### To do
Revise the listing below by replacing "mask" with "region" everywhere it appears, and leave every other word as it is.

### Records supplied
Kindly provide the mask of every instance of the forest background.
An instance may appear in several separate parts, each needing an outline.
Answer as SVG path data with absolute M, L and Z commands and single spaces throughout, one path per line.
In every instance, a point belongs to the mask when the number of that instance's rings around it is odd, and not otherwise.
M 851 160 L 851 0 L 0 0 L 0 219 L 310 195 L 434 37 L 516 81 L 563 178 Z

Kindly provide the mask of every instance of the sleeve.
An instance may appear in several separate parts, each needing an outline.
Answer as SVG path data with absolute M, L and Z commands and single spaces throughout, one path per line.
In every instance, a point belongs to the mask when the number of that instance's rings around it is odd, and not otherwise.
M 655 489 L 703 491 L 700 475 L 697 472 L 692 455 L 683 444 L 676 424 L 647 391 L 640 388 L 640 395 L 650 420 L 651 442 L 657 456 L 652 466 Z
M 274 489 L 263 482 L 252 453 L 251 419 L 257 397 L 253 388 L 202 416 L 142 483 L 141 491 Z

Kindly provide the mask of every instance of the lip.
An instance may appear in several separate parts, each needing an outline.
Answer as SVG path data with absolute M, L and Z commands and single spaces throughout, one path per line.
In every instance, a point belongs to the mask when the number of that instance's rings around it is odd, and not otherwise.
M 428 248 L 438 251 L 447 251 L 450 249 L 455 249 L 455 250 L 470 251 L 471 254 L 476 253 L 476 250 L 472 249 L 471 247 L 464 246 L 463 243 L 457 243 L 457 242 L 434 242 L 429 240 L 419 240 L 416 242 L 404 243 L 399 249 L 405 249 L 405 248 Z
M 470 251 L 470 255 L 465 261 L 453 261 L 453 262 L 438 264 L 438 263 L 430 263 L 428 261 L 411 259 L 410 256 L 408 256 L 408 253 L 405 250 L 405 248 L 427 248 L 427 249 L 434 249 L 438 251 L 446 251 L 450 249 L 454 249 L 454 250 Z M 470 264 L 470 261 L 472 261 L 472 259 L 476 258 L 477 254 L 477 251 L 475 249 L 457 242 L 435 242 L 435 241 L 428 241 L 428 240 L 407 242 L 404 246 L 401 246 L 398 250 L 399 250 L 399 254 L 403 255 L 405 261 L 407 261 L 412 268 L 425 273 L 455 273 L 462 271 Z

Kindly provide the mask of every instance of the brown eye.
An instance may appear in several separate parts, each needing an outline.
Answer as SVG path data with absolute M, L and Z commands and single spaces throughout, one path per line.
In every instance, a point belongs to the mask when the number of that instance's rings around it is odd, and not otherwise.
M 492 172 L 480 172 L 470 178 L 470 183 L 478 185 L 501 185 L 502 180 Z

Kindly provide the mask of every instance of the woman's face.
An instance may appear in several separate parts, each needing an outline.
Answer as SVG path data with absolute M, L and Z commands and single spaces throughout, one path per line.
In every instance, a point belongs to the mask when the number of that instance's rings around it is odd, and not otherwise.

### Exercise output
Kindly provide the region of every instance of the forest background.
An instance may appear in several separate parts, each needing an outline.
Answer as SVG path data with absolute M, L and Z commands and single spaces throughout, one path per line.
In every instance, a point belongs to the region when the number of that instance's rings around it is odd, and not otherwise.
M 851 160 L 851 0 L 0 0 L 0 219 L 310 195 L 434 37 L 516 81 L 563 178 Z

Kindly provide the region of every instance of the sleeve.
An instance may appear in several separate parts, each needing an outline.
Answer as SVG path data with absolute M, L and Z commands and single spaces throughout, one path per line.
In every instance, a point belongs to the region when the number of that instance's rings around it is odd, and not otherwise.
M 655 489 L 703 491 L 700 475 L 697 472 L 692 455 L 683 444 L 676 424 L 647 391 L 640 388 L 640 395 L 650 420 L 651 442 L 657 456 L 652 466 Z
M 274 489 L 263 482 L 252 453 L 251 419 L 257 397 L 253 388 L 202 416 L 142 483 L 141 491 Z

Kindly provide the region of every instance of the lip.
An instance may appear in several separate parts, each needing an outline.
Answer as SVG path data with absolute M, L and Z commands and single spaces throughout, one path per line.
In every instance, a point belongs to the region when the number of that instance's rings around it is odd, and not otherwise.
M 428 248 L 438 251 L 447 251 L 450 249 L 455 249 L 455 250 L 470 251 L 471 254 L 476 253 L 476 250 L 472 249 L 471 247 L 464 246 L 463 243 L 457 243 L 457 242 L 434 242 L 429 240 L 419 240 L 416 242 L 404 243 L 399 249 L 405 249 L 405 248 Z
M 470 251 L 470 255 L 465 261 L 453 261 L 453 262 L 438 264 L 438 263 L 430 263 L 428 261 L 411 259 L 410 256 L 408 256 L 408 253 L 405 250 L 405 248 L 427 248 L 427 249 L 434 249 L 438 251 L 446 251 L 450 249 L 454 249 L 454 250 Z M 470 264 L 470 261 L 472 261 L 472 259 L 476 258 L 477 254 L 477 251 L 475 249 L 457 242 L 435 242 L 435 241 L 428 241 L 428 240 L 407 242 L 404 246 L 401 246 L 398 250 L 399 250 L 399 254 L 403 255 L 405 261 L 407 261 L 412 268 L 425 273 L 455 273 L 462 271 Z

Kindly provide the region of every instance of the brown eye.
An instance may appear in several separate parts, each needing an outline.
Answer as SVG path data with absolute M, L and Z commands and single spaces throughout, one path per line.
In every instance, a point belongs to the region when the number of that instance's rings around it is odd, and not otherwise.
M 492 172 L 480 172 L 470 178 L 470 183 L 478 185 L 501 185 L 502 180 Z

Kindly provide the region of every instance of the woman's face.
An instance may appear in several separate parts, each needing an outline.
Answer as SVG path data with absolute M, L and Z commands and single spaces throughout, one path per line.
In every instance, a point belongs to the region when the number of that instance's rings around it is odd, and not otherwise.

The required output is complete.